## Text block
_ _ _ _ _ _ _
[License-discuss] Ethical open source licensing - Persona non Grata Preamble

Rick Moen rick at linuxmafia.com
Sat Feb 29 22:54:38 UTC 2020


Quoting Grahame Grieve (grahame at healthintersections.com.au):

[OSD #6:  No Discrimination against Fields of Endeavor.]

> This precludes discrimination against illegal activities, either in the
> source or user jurisdiction, right? Has this ever been tested in court?
> (E.g. an open source library that was a key contributor to empowering an
> illegal activity is targeted for allowing that use in it’s license).

Mu.  (Meaning no personal criticism, your question appears to rest on 
an incorrect assumption, hence cannot be technically answered either 
yes nor no.)

I don't think crime is deemed a field of endeavour within the meaning of
OSD's usage, for starters.  Beyond that:

If there have been licences submitted for OSI Certified approval that
specifically denied the grant of legal rights to persons using the code
for unlawful purposes, I cannot recall those at the moment.  It seems to
me that a licensor would achieve nothing by inserting that purported
restriction.  AFAIK, it's not the copyright stakeholder's moral or legal
burden to deal with crime, nor does the stakeholder have any obligation
to try, nor any advantage to so doing.  Heck, the stakeholder cannot be
expected to even predict or know about illegal modes of usage in the
innumerable jurisdictions around the world, let alone be accountable.

Crime is what we have law enforcement for, not what we have software
licensors for.


[OSD #5:  No Discrimination against Persons or Groups.]

> Further, the discussion on #5 specifically calls out ‘the process’ not just
> the software (though the discussion on #6 doesn’t).
_ _ _ _ _ _ _
## Exercise set
1. Answer these questions about the mailing list post:
(a) On what date was the mailing list post sent?
(b) According to the mailing list post, what do we have law enforcement for?
(c) What heading does the mailing list post give to OSD #5?
2. Rewrite the mailing list post between "I don't think" and "alone be accountable.", inclusive, with "innumerable" changed to "countless".
3. Go on with the mailing list post, picking up after its final sentence.
The data that follows is not needed for any of this.

## Data shown
_ _ _ _ _ _ _
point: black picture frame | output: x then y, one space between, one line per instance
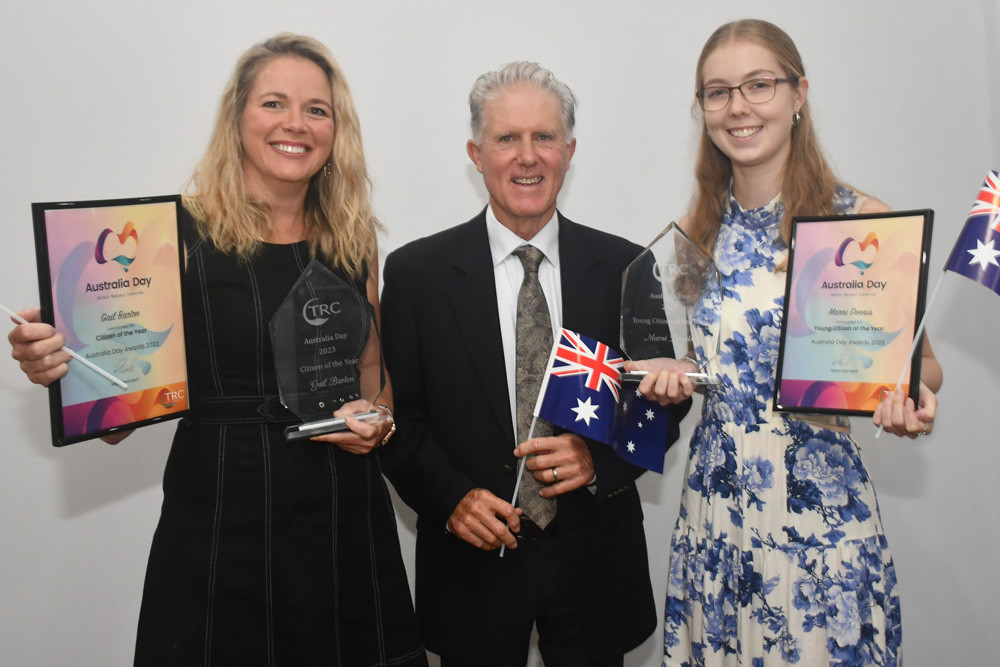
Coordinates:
_ _ _ _ _ _ _
## Per-task answers
1.
(a) Saturday, February 29, 2020
(b) Crime
(c) No Discrimination against Persons or Groups

2.
I don't think crime is deemed a field of endeavour within the meaning of
OSD's usage, for starters.  Beyond that:

If there have been licences submitted for OSI Certified approval that
specifically denied the grant of legal rights to persons using the code
for unlawful purposes, I cannot recall those at the moment.  It seems to
me that a licensor would achieve nothing by inserting that purported
restriction.  AFAIK, it's not the copyright stakeholder's moral or legal
burden to deal with crime, nor does the stakeholder have any obligation
to try, nor any advantage to so doing.  Heck, the stakeholder cannot be
expected to even predict or know about illegal modes of usage in the
countless jurisdictions around the world, let alone be accountable.

3.
For reference, you're talking about comments at the 'Annotated' version
of OSD, at https://opensource.org/osd-annotated.

> I’m not sure how to understand that. Say I got a PR that specifically
> made it possible to break the law using the source code. (I haven’t
> had such a PR, but there are places in my source where this could be
> done since my source is enforcing the law in places). Is the intent of
> the OSD that such a PR should be accepted since there should be no
> prejudicial treatment? I suspect not, but I feel as though some better
> explanation would be helpful.

I see no reason to think that OSD attempts to bar you from implementing
whatever policies you like, about incoming code pull requests.  OSD #5 is
concerned with gratuitous 'locking out' (to borrow the annotated text's
phrase) of particular groups or persons via restrictions written into
the licence terms themselves.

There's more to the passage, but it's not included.